Copy the data exactly; pictures stay out of the copy.
— start DATASET EXCERPTS —
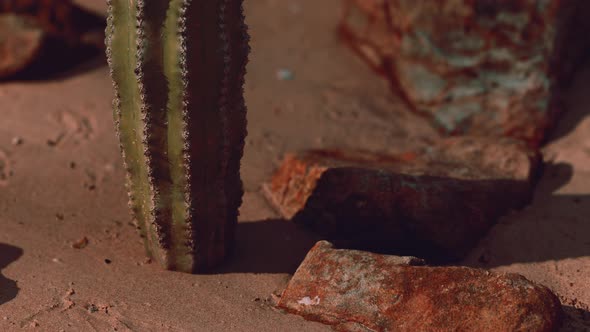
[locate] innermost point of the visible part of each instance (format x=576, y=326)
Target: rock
x=436, y=202
x=47, y=37
x=487, y=68
x=359, y=291
x=21, y=40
— end DATASET EXCERPTS —
* **ANSWER TO THIS PROBLEM**
[locate] innermost point of the visible part of each instance (format x=576, y=326)
Target: rock
x=436, y=202
x=47, y=37
x=487, y=68
x=359, y=291
x=21, y=40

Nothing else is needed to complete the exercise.